▶ [WORK INSTRUCTION]
Nothing but an exact copy of the listing should be given.

▶ [DATA UNDER STUDY]
BEGIN
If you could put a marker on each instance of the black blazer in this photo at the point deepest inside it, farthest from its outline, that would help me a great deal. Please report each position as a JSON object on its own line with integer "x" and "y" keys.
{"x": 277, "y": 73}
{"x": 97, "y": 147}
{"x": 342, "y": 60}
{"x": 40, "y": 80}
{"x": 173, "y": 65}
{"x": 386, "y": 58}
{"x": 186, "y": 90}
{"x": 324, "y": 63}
END
▶ [OUTPUT FOR THIS EXERCISE]
If you could put a marker on each instance of the black blazer in this photo at the point deepest inside it, farthest from its outline, that would help me a great deal. Please report each position as a JSON object on its own line with integer "x" and "y" keys.
{"x": 277, "y": 73}
{"x": 97, "y": 147}
{"x": 342, "y": 60}
{"x": 40, "y": 80}
{"x": 173, "y": 65}
{"x": 386, "y": 58}
{"x": 186, "y": 90}
{"x": 324, "y": 63}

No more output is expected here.